Estratto fornito →
Chissà perché ci si dovrebbe stupire dei recenti arresti dei quadri dirigenziali di Infrastrutture Lombarde quando è evidente, da anni, che le scatole cinesi della Lombardia formigoniana (per niente modificata da Maroni) fossero un semplice tentativo di “mettere le carte a posto” per provare a legittimare una visione privatistica del bene pubblico. E chissà perché noi, in fondo, non siamo mai riusciti a raccontarlo analiticamente trasformando l’anomalia in uno scandalo politico. Ma niente: ancora una volta abbiamo dovuto aspettare la Procura.

E’ bufera su Infrastrutture Lombarde, la controllata della Regione Lombardia voluta da Roberto Formigoni per la realizzazione di opere quali ospedali, scuole ma anche Palazzo Lombardia, la nuova sede della giunta regionale, e lavori legati a Expo. Il direttore generale Antonio Rognoni, dimissionario ma formalmente ancora in carica, è stato arrestato insieme con altre sette persone (sei sono ai domiciliari) per accuse su fatti avvenuti dal 2008 al 2012 e che vanno a vario titolo dalla truffa alla turbativa d’asta e al falso e, per tutti, l’associazione per delinquere. E uno degli appalti contestati riguarda proprio Expo: quello da 1,2 milioni di euro sugli incarichi di consulenza legali. Di un “clamoroso conflitto d’interessi” si parla invece per la realizzazione di Palazzo Lombardia.

Sessantotto capi d’accusa. Rognoni, secondo il gip Andrea Ghinetti, sarebbe stato il “capo, promotore e organizzatore del sodalizio” fra gli otto indagati: gli sono stati contestati 68 capi d’accusa. Il responsabile dell’ufficio gare e appalti della Infrastrutture Lombarde, Pier Paolo Perez, l’altro indagato finito in carcere, è indicato come “organizzatore del sodalizio”. E Maurizio Malandra, direttore amministrativo della società della Regione Lombardia, è definito dal gip “partecipante che assicurava l’emanazione degli atti amministrativi necessari per il raggiungimento degli scopi del sodalizio, garantendo altresì l’impunità agli altri associati”.

Dati mostrati →
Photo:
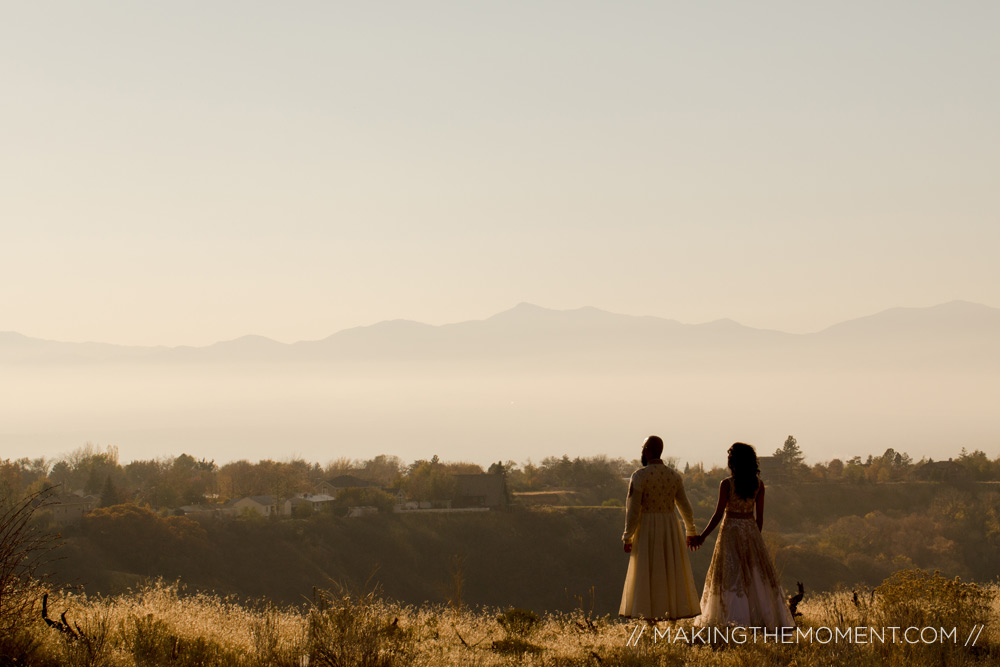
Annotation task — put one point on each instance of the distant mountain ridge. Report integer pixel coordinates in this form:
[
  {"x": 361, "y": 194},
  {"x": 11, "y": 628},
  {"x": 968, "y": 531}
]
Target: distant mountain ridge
[{"x": 528, "y": 330}]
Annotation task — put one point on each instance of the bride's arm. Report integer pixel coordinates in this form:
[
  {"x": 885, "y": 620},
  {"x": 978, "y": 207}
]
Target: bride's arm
[
  {"x": 760, "y": 508},
  {"x": 720, "y": 509}
]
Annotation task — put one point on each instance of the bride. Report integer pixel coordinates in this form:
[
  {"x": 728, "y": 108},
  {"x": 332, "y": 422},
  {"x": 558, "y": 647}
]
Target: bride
[{"x": 741, "y": 587}]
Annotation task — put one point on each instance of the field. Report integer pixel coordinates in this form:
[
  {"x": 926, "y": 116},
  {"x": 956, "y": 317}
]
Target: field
[{"x": 955, "y": 623}]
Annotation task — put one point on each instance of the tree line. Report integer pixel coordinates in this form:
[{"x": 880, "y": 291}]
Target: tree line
[{"x": 171, "y": 482}]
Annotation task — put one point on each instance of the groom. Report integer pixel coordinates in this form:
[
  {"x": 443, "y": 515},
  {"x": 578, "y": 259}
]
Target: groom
[{"x": 659, "y": 583}]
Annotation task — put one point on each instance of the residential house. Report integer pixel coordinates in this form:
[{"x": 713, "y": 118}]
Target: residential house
[
  {"x": 335, "y": 486},
  {"x": 315, "y": 502},
  {"x": 482, "y": 490},
  {"x": 263, "y": 505},
  {"x": 70, "y": 508}
]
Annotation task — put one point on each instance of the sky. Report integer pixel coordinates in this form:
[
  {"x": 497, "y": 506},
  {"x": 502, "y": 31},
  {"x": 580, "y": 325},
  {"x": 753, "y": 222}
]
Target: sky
[{"x": 186, "y": 172}]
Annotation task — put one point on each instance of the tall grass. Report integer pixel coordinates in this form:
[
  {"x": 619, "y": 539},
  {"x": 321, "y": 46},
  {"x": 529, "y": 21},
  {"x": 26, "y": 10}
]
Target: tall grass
[{"x": 158, "y": 624}]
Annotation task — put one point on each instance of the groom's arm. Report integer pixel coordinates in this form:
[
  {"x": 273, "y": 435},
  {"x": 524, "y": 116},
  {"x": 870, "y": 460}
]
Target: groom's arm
[
  {"x": 687, "y": 514},
  {"x": 633, "y": 507}
]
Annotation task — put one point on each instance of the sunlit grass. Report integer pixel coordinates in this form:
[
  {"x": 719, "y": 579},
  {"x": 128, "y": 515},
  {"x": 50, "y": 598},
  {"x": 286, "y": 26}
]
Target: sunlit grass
[{"x": 159, "y": 624}]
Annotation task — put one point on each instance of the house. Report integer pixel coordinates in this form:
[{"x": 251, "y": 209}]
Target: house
[
  {"x": 315, "y": 502},
  {"x": 365, "y": 510},
  {"x": 202, "y": 511},
  {"x": 482, "y": 490},
  {"x": 69, "y": 508},
  {"x": 333, "y": 487},
  {"x": 942, "y": 471},
  {"x": 263, "y": 505}
]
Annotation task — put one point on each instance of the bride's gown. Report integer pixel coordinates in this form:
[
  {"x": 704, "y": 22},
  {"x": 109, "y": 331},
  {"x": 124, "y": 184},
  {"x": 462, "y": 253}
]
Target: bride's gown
[{"x": 742, "y": 587}]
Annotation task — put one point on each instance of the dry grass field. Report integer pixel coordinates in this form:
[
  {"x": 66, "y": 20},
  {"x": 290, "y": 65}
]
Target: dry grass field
[{"x": 158, "y": 624}]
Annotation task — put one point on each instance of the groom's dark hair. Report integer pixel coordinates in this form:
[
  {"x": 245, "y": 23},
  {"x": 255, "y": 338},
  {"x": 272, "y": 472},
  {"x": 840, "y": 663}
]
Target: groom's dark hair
[{"x": 654, "y": 445}]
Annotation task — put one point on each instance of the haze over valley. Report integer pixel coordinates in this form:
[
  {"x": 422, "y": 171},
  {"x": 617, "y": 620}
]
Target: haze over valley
[{"x": 526, "y": 383}]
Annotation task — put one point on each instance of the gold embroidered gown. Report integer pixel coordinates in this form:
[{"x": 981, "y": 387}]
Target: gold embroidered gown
[
  {"x": 659, "y": 582},
  {"x": 741, "y": 587}
]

Azioni richieste →
a) Riporta il passo dell'estratto su Infrastrutture Lombarde che va da "Chissà perché ci" fino a "aspettare la Procura." incluso.
b) Scrivi il seguito dell'estratto su Infrastrutture Lombarde, partendo dall'ultima frase presente.

Risultati per compito →
a)
Chissà perché ci si dovrebbe stupire dei recenti arresti dei quadri dirigenziali di Infrastrutture Lombarde quando è evidente, da anni, che le scatole cinesi della Lombardia formigoniana (per niente modificata da Maroni) fossero un semplice tentativo di “mettere le carte a posto” per provare a legittimare una visione privatistica del bene pubblico. E chissà perché noi, in fondo, non siamo mai riusciti a raccontarlo analiticamente trasformando l’anomalia in uno scandalo politico. Ma niente: ancora una volta abbiamo dovuto aspettare la Procura.

b)
La gestione “domestica” degli appalti. Gli altri indagati, ai domiciliari come Malandra – si tratta di Carmen Leo, Fabrizio Magrì, Sergio De Sio, Giorgia Romitelli (tutti avvocati) e Salvatore Primerano (ingegnere) – “partecipavano intervenendo stabilmente nell’espletamento delle funzioni pubbliche e dei procedimenti di gara, redigendo e falsificando atti di delibera e contratti di assegnazione nonché beneficiando essi stessi, fra gli altri, di reiterati conferimenti di incarichi, con modalità collusive e fraudolente”. Sempre secondo gli inquirenti sarebbe stata una “amministrazione a sfondo domestico” degli appalti, quella effettuata da Rognoni. Lo ha affermato durante una conferenza stampa il procuratore aggiunto Alfredo Robledo, che coordina l’inchiesta assieme ai pm Paola Pirotta e Antonio D’Alessio. Robledo ha spiegato che gli incarichi venivano assegnati ai professionisti “al di fuori di ogni regola, delle procedure” previste per gli enti pubblici, con gare “falsate e frazionate in maniera artificiosa” e con contratti “retrodatati”.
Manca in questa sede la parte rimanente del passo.